> _EXTRACTED DATA_:
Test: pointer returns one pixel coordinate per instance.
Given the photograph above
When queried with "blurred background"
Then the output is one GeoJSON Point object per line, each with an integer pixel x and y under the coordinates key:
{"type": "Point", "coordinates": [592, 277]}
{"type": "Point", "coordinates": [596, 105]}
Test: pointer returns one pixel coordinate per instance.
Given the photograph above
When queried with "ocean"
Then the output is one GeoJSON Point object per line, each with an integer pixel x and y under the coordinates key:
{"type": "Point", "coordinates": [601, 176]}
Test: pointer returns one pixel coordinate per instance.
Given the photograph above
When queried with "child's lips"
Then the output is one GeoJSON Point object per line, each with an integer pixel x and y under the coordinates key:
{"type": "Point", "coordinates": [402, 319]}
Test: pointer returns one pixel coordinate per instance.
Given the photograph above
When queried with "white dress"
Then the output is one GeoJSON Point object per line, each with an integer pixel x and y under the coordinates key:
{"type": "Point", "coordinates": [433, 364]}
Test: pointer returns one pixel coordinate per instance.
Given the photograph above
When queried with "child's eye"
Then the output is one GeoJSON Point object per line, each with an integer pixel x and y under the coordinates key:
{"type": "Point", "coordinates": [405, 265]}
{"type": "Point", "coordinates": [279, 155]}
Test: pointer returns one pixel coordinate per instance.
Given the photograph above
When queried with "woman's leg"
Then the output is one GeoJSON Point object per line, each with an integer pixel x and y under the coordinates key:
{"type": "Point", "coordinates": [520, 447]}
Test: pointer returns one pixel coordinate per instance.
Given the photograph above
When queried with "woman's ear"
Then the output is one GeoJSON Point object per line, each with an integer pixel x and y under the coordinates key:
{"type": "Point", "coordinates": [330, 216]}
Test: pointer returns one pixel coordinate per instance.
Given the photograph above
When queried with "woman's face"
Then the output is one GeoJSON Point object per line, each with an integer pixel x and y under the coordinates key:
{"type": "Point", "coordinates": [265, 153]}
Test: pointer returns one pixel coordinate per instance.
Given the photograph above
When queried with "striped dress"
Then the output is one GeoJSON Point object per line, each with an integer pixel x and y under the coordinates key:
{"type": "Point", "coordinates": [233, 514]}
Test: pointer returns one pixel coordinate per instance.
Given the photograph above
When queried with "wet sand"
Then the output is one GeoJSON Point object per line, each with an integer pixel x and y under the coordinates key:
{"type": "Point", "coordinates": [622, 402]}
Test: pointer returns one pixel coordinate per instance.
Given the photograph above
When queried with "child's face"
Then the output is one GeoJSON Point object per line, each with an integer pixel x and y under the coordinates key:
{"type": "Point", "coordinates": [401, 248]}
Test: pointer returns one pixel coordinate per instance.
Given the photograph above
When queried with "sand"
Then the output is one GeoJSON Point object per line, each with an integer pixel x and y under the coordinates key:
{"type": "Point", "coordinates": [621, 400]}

> _WORK INSTRUCTIONS_:
Using the material above, return each line in which the word "woman" occurs.

> _SOLUTION_:
When queried with "woman's leg"
When queried with "woman's ear"
When queried with "woman's face"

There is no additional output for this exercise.